## [PASSAGE PROVIDED]
## Begin

DETAILED DESCRIPTION

[0029] Some embodiments of the current invention are discussed in detail below. In describing embodiments, specific terminology is employed for the sake of clarity. However, the invention is not intended to be limited to the specific terminology so selected. A person skilled in the relevant art will recognize that other equivalent components can be employed, and other methods developed, without departing from the broad concepts of the current invention. All references cited anywhere in this specification, including the Background and Detailed Description sections, are incorporated by reference as if each had been individually incorporated.

[0030] Some embodiments of the current invention can provide new methods and software and improved computational devices to solve the equations of physical processes and/or systems using machine learning techniques. Accordingly, some embodiments of the current invention are directed to deep neural networks that are dynamic, for example, they can predict the evolution of the governing equations.

[0031] While various embodiments of the present invention are described below, it should be understood that they are presented by way of example only, and not limitation. Thus, the breadth and scope of the present invention should not be limited by any of the described illustrative embodiments but should instead be defined only in accordance with the following claims and their equivalents.

## End

## [STORED DATA]

## Begin

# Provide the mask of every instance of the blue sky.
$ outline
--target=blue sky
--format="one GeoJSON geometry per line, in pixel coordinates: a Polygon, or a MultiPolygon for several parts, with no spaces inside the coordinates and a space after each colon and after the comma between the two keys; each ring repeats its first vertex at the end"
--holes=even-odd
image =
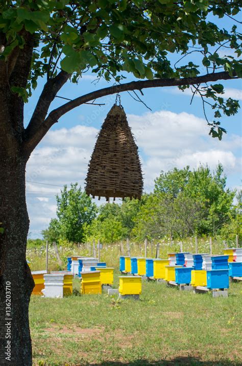
{"type": "MultiPolygon", "coordinates": [[[[232,50],[222,49],[220,52],[224,53],[222,55],[232,54],[232,50]]],[[[201,71],[202,75],[205,73],[201,71]]],[[[89,74],[85,75],[78,85],[68,82],[59,95],[72,99],[107,86],[104,80],[95,83],[94,79],[93,74],[89,74]]],[[[134,79],[129,76],[124,82],[134,79]]],[[[26,106],[26,124],[44,83],[43,80],[39,81],[37,89],[26,106]]],[[[225,97],[238,99],[241,104],[241,80],[222,83],[225,97]]],[[[142,99],[152,111],[135,101],[127,93],[122,93],[121,97],[139,147],[146,191],[152,190],[154,179],[161,170],[181,168],[187,165],[194,168],[200,163],[207,164],[211,169],[215,169],[219,162],[222,163],[228,176],[228,187],[235,188],[240,186],[241,111],[234,117],[221,119],[222,125],[228,133],[220,142],[208,136],[209,128],[205,120],[200,98],[194,98],[190,105],[190,91],[182,93],[171,87],[143,89],[143,92],[142,99]]],[[[55,195],[59,193],[64,184],[69,186],[71,182],[77,181],[84,187],[96,134],[114,100],[115,96],[100,98],[98,102],[105,103],[105,105],[82,105],[65,115],[33,153],[27,169],[30,237],[40,237],[41,230],[55,216],[55,195]]],[[[57,99],[51,109],[63,102],[57,99]]],[[[207,115],[212,118],[208,108],[207,115]]]]}

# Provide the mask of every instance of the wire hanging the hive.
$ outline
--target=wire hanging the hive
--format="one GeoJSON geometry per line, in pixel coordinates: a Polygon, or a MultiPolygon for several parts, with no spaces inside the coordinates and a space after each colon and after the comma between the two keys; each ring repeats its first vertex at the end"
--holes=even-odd
{"type": "Polygon", "coordinates": [[[143,178],[138,147],[119,96],[102,126],[88,166],[85,188],[88,195],[105,197],[107,200],[140,198],[143,178]]]}

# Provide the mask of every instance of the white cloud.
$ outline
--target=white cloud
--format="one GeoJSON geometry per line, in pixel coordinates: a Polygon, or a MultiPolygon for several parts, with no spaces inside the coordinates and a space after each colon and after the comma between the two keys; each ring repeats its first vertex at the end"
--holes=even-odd
{"type": "MultiPolygon", "coordinates": [[[[208,135],[203,119],[184,112],[161,110],[141,116],[128,115],[128,119],[140,152],[146,190],[152,189],[161,170],[175,167],[193,168],[207,163],[213,169],[220,162],[227,173],[236,173],[239,169],[235,151],[240,146],[240,136],[228,134],[221,142],[212,139],[208,135]]],[[[55,216],[55,195],[64,184],[69,186],[77,181],[84,187],[98,133],[92,127],[81,125],[51,131],[32,154],[27,180],[58,186],[27,182],[33,236],[39,236],[55,216]]]]}
{"type": "MultiPolygon", "coordinates": [[[[185,89],[184,92],[179,90],[178,88],[170,88],[168,89],[170,92],[173,94],[179,94],[180,95],[185,95],[191,97],[193,95],[191,88],[185,89]]],[[[193,88],[194,90],[194,88],[193,88]]],[[[221,94],[221,96],[226,99],[231,98],[232,99],[236,100],[242,100],[242,90],[240,89],[235,89],[234,88],[225,88],[224,93],[221,94]]],[[[195,94],[195,97],[200,98],[200,96],[198,93],[195,94]]]]}
{"type": "Polygon", "coordinates": [[[36,198],[40,202],[49,202],[49,198],[47,197],[37,197],[36,198]]]}

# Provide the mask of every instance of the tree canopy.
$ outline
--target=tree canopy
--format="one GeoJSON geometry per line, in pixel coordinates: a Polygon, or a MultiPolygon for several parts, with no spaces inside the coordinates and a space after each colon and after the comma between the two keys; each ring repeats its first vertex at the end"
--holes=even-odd
{"type": "Polygon", "coordinates": [[[73,108],[107,94],[153,86],[184,90],[193,85],[204,109],[210,105],[214,110],[214,119],[207,122],[210,134],[221,139],[225,131],[222,115],[233,115],[239,105],[224,98],[222,84],[212,82],[242,75],[235,18],[240,6],[240,0],[2,2],[0,70],[12,98],[27,101],[39,77],[46,79],[24,134],[26,153],[73,108]],[[220,27],[223,17],[235,25],[220,27]],[[234,55],[220,55],[222,48],[234,55]],[[47,116],[62,86],[69,79],[78,82],[87,72],[116,84],[71,100],[47,116]],[[120,84],[127,73],[147,80],[120,84]]]}

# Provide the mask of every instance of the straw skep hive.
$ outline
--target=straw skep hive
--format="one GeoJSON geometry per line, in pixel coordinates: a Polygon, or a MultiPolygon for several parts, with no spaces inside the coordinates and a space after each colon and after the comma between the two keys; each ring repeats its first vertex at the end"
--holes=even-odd
{"type": "Polygon", "coordinates": [[[114,104],[102,126],[88,165],[86,192],[92,196],[140,198],[143,178],[137,147],[122,106],[114,104]]]}

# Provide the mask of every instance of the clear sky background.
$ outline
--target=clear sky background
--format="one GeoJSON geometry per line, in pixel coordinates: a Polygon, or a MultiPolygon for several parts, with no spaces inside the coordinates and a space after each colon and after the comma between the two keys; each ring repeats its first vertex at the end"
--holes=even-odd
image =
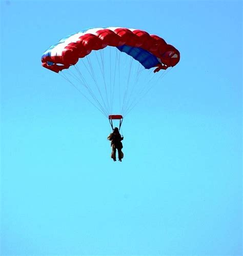
{"type": "Polygon", "coordinates": [[[242,2],[1,1],[1,254],[241,255],[242,2]],[[86,28],[157,34],[179,63],[107,120],[44,51],[86,28]]]}

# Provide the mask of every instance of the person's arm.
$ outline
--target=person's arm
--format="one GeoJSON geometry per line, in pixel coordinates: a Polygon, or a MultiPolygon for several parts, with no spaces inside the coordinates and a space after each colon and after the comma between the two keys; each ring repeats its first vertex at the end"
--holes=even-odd
{"type": "Polygon", "coordinates": [[[112,135],[113,133],[111,133],[108,137],[107,139],[109,140],[109,141],[112,141],[112,135]]]}

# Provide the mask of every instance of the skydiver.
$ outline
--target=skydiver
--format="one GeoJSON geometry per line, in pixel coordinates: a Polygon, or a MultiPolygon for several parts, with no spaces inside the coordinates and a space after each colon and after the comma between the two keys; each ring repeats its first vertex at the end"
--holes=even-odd
{"type": "Polygon", "coordinates": [[[117,127],[115,127],[112,132],[107,137],[107,139],[111,141],[111,157],[114,161],[116,161],[116,149],[118,151],[118,157],[119,161],[121,162],[121,159],[123,158],[123,152],[121,149],[123,148],[121,141],[123,140],[123,136],[121,136],[119,132],[119,129],[117,127]]]}

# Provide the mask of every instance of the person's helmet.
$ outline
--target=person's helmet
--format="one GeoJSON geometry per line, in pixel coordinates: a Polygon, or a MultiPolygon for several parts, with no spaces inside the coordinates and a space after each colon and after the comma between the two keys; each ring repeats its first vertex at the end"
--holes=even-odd
{"type": "Polygon", "coordinates": [[[115,127],[114,128],[113,131],[115,132],[119,132],[119,129],[118,129],[117,127],[115,127]]]}

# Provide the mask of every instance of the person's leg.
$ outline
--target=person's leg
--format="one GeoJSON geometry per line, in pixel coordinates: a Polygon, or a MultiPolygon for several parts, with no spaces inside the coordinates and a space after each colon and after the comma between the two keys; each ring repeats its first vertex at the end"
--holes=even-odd
{"type": "Polygon", "coordinates": [[[116,161],[116,148],[115,148],[114,145],[112,145],[112,146],[111,146],[111,150],[112,150],[112,151],[111,151],[111,157],[114,161],[116,161]]]}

## End

## [PROBLEM SET]
a - Answer these questions using the detailed description passage, one answer per line:
(i) What does the passage say a person skilled in the relevant art will recognize?
(ii) What can the dynamic deep neural networks predict?
(iii) According to what should the breadth and scope of the present invention be defined?
b - Quote everything from "[0029] Some embodiments" down to "been individually incorporated." in the detailed description passage.

## [IN RESPONSE]
a -
(i) That other equivalent components can be employed, and other methods developed, without departing from the broad concepts of the current invention.
(ii) The evolution of the governing equations.
(iii) Only in accordance with the following claims and their equivalents.

b -
[0029] Some embodiments of the current invention are discussed in detail below. In describing embodiments, specific terminology is employed for the sake of clarity. However, the invention is not intended to be limited to the specific terminology so selected. A person skilled in the relevant art will recognize that other equivalent components can be employed, and other methods developed, without departing from the broad concepts of the current invention. All references cited anywhere in this specification, including the Background and Detailed Description sections, are incorporated by reference as if each had been individually incorporated.